::: Data provided :::

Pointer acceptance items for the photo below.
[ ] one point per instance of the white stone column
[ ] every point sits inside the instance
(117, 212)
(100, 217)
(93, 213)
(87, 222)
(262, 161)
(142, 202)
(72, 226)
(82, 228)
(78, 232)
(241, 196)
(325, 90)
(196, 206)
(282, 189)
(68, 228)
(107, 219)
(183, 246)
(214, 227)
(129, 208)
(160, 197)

:::

*What is required:* Could you reproduce every line of the records above, requests included, scaling each point coordinate in the answers by 1.4 and rounding to whole numbers with halves going up?

*Result:*
Pointer acceptance items for the photo below.
[ ] one point per instance of the white stone column
[ ] every point sits inside the instance
(164, 297)
(140, 304)
(130, 298)
(122, 311)
(367, 225)
(199, 283)
(101, 316)
(115, 319)
(109, 325)
(337, 274)
(455, 126)
(274, 288)
(395, 265)
(95, 319)
(150, 307)
(256, 344)
(300, 318)
(181, 291)
(224, 276)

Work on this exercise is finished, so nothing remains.